TASK BRIEF: Rewrite the lines below as a numbered list, leaving out any blank lines.

#####

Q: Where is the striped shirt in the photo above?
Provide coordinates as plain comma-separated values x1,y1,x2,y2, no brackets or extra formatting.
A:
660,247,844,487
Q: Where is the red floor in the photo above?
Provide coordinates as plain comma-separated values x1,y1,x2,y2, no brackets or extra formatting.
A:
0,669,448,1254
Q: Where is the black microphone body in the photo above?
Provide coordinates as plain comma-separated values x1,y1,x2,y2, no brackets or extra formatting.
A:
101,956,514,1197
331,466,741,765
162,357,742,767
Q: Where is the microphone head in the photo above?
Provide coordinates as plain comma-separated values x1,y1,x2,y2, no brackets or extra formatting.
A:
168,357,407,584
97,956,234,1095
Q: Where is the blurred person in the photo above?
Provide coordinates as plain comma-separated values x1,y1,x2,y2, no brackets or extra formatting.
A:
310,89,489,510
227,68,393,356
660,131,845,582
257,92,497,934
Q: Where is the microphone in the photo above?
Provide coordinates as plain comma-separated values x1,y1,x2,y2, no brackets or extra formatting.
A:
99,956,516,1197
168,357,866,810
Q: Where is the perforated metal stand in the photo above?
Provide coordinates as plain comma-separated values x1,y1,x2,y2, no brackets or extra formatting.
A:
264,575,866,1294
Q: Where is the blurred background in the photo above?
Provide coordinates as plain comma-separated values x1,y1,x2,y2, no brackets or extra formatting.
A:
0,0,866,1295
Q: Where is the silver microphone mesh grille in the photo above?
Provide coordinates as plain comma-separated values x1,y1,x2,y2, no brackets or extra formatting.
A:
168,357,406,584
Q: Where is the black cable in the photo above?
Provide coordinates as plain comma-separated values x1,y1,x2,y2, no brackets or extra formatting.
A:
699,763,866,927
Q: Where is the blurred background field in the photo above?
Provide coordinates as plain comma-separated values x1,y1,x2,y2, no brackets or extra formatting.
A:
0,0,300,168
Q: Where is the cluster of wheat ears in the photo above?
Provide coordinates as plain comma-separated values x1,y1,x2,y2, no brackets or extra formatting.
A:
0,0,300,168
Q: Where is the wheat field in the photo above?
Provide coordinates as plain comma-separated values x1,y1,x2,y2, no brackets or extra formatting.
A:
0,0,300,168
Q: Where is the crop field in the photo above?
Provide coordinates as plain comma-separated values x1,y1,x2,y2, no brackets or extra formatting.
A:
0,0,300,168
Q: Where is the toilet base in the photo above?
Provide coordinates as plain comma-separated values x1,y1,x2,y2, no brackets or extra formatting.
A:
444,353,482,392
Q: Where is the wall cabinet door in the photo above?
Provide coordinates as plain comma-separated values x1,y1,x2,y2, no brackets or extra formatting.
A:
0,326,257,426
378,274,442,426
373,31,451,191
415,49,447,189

#####

THE RESPONSE:
1. Q: Where is the striped shirt in the photo above?
2. Provide coordinates as plain comma-separated values x1,y1,x2,y2, no brackets or extra formatting.
3. A:
4. 660,247,844,487
5. Q: Where is the red floor in the photo above?
6. Provide coordinates as plain comma-separated values x1,y1,x2,y2, no brackets or extra formatting.
7. A:
8. 0,669,448,1254
9. Q: Where is the black microphone body in the photo above?
10. Provide coordinates as plain comma-separated values x1,y1,x2,y2, no brackets or extra formatting.
11. A:
12. 101,956,514,1197
13. 331,466,741,765
14. 162,357,742,767
15. Q: Where is the microphone head in the photo above?
16. Provide coordinates as plain comma-separated values x1,y1,x2,y2, no brackets or extra formatting.
17. A:
18. 168,357,407,584
19. 97,956,234,1095
20. Q: Where is the blurred person in the photo above?
21. Provide coordinates as plain comma-separated values x1,y1,x2,y2, no brackets or extra formatting.
22. A:
23. 310,89,489,510
24. 227,68,393,356
25. 660,131,845,582
26. 257,92,497,934
27. Q: Where is the microphone in the photo above?
28. Provide coordinates as plain comma-separated values x1,y1,x2,y2, no brackets or extra formatting.
29. A:
30. 99,956,516,1197
31. 168,357,866,810
32. Q: Where is the perforated metal stand in the photo above?
33. Provide coordinates as plain comma-separated values x1,y1,x2,y2, no brackets or extra formatting.
34. A:
35. 264,575,866,1294
36. Q: Where is the blurred background in the photo above?
37. Provide coordinates as plain comma-separated values x1,y1,x2,y2, no brackets or extra formatting.
38. A:
39. 0,0,866,1295
40. Q: Where is the silver microphone mesh grille in the photo above?
41. Provide coordinates as plain comma-separated values x1,y1,x2,y2, no brackets or extra formatting.
42. A:
43. 168,357,406,584
44. Q: Where is the black cable in the photo above?
45. Provide coordinates as plain comma-separated values x1,y1,x2,y2, no brackets or extra formatting.
46. A:
47. 699,763,866,927
48. Q: Where is the blurred background field in the photo above?
49. Provide coordinates as plain comma-separated values x1,y1,x2,y2, no brackets or extra formatting.
50. A:
51. 0,0,300,168
52. Q: Where is the cluster of wheat ears in the photo above?
53. Provide coordinates as plain comma-separated values x1,y1,x2,y2, no brackets or extra formatting.
54. A:
55. 0,0,300,168
56. Q: Where is the wheat field in the photo above?
57. Provide coordinates as plain comma-separated values x1,y1,x2,y2, no brackets or extra formatting.
58. A:
59. 0,0,300,168
60. Q: Where is the crop field in the photo above?
61. Provide coordinates as plain comma-separated values x1,y1,x2,y2, no brackets or extra formatting.
62. A:
63. 0,0,300,168
64. Q: Where is the toilet base in the photo above?
65. Provide coordinates as plain comma-separated values x1,y1,x2,y2, no brackets or extra formatting.
66. A:
67. 444,353,482,392
68. Q: Where is the wall cabinet door in the photo above?
69. Provide coordinates as plain comma-separated values x1,y1,x2,y2, no brackets or extra formatting.
70. A:
71. 0,326,257,426
72. 378,274,442,426
73. 373,31,451,191
74. 415,49,447,189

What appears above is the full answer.